* **ASSIGNMENT**: What I need is an exact repeat of the lines from the one with "--target balloon cluster" through the end of the listing below. Leave out every picture.

* **RECORDS**:
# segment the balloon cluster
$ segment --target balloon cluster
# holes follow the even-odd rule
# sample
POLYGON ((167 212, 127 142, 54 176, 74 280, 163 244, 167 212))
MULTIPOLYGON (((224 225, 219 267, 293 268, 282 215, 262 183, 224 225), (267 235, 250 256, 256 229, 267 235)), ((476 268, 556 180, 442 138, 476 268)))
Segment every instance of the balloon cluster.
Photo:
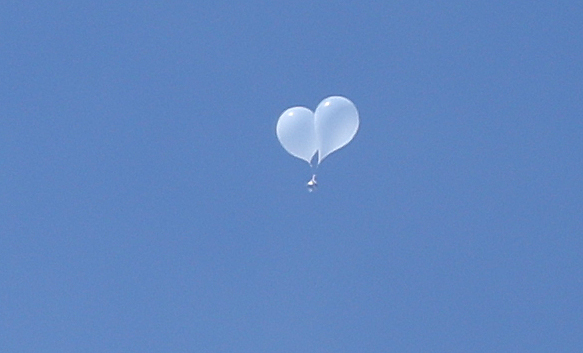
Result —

* **RESULT**:
$ segment --target balloon cluster
# holes follow the even-odd rule
# sample
POLYGON ((167 212, 127 142, 54 176, 74 280, 163 244, 167 212))
MULTIPOLYGON (((224 225, 219 267, 293 268, 282 215, 262 183, 224 225), (267 235, 250 256, 256 229, 267 235)), ((476 268, 556 180, 442 138, 476 268)))
Segment every instance of the balloon cluster.
Photo:
Result —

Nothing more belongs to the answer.